**GIVEN TASK 1**: According to the Bugslayer article, how many timers can the timer commands set up?
**GIVEN TASK 2**: In the Bugslayer article, rewrite the stretch from "Figure 1 shows" through "WinDBG extensions work.", putting "nuisance" in place of "hassle".
**GIVEN TASK 3**: Name every command that the Bugslayer article says the sample WinDBG extension DLL supports.

**QUOTED PASSAGE**:
Bugslayer -- Microsoft Systems Journal, January 2000

Code for this article: Jan00Bugslayer.zip (11KB)

John Robbins is a consultant and teaches Windows debugging courses (http://www.solsem.com). He is the author of Debugging Microsoft Windows Applications (Microsoft Press, 2000). Reach John at http://www.jprobbins.com.

Last month (December 1999) I promised to show you how to get the exact state of a crash on a user's machine so you could debug it. I introduced WinDBG, the debugger that ships with the Platform SDK, and started to explain how to use it. This month I will finish the WinDBG discussion by showing you how to extend WinDBG with your own commands, called WinDBG extensions. I will also cover how to read crash dump files with WinDBG, and reveal a small utility I wrote—DbgChooser—that allows you to pick the debugger you would like to run when your own machine crashes.

Writing Your Own WinDBG Extensions
      WinDBG extensions are actually fairly easy to write. The WdbgExts.h header file encapsulates everything you need. You will need to get the latest version of WdbgExts.h from the latest Platform SDK to work with the latest WinDBG. The version that ships with Visual C++® 6.0 will not work because it is the old WinDBG Extension format.
      The WinDBG extensions concept is rather simple: extensions are simply DLLs with exported functions. Between the WdbgExts.h header file and the WinDBG extension I wrote for this column, you should understand how they work. There no longer seems to be any documentation from Microsoft on how to write them. However, Myk Willis wrote an excellent introduction to WinDBG extensions in the December 1998 issue of Windows Developer's Journal. In addition, Myk Willis's article includes a very useful sample WinDBG extension.
       Figure 1 shows BugslayerExt.cpp, my sample WinDBG extension DLL. It supports four commands. The first is echo, a simple command that echoes the arguments to the Command window. You can use the echo command in conjunction with breakpoint commands. If you use the ? (Evaluate Expression) command in the breakpoint command list, WinDBG shows the results, but not the expression you are evaluating. If you have multiple expressions to evaluate, keeping them straight can be a hassle. In addition, the echo command is very simple, and you can step through it to see how WinDBG extensions work.
      The remaining set of commands is a rudimentary timer system. There are times when it is nice to have an idea how long an operation took. The starttimer, elapsetimer, and stoptimer commands allow you to set up to four timers that will report the number of milliseconds between calls to those commands. Of course, the timers are not very accurate because they also include the overhead of WinDBG in their processing.

**STORED DATA**:
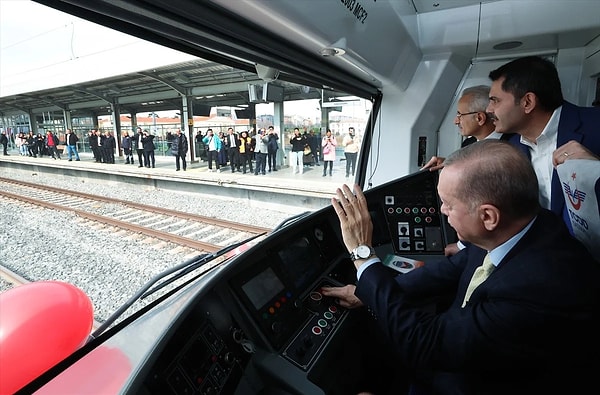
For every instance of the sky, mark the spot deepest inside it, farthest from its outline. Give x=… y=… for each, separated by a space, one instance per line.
x=42 y=48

**EXERCISE RESPONSE 1**: Up to four timers.

**EXERCISE RESPONSE 2**:
Figure 1 shows BugslayerExt.cpp, my sample WinDBG extension DLL. It supports four commands. The first is echo, a simple command that echoes the arguments to the Command window. You can use the echo command in conjunction with breakpoint commands. If you use the ? (Evaluate Expression) command in the breakpoint command list, WinDBG shows the results, but not the expression you are evaluating. If you have multiple expressions to evaluate, keeping them straight can be a nuisance. In addition, the echo command is very simple, and you can step through it to see how WinDBG extensions work.

**EXERCISE RESPONSE 3**: echo, starttimer, elapsetimer, stoptimer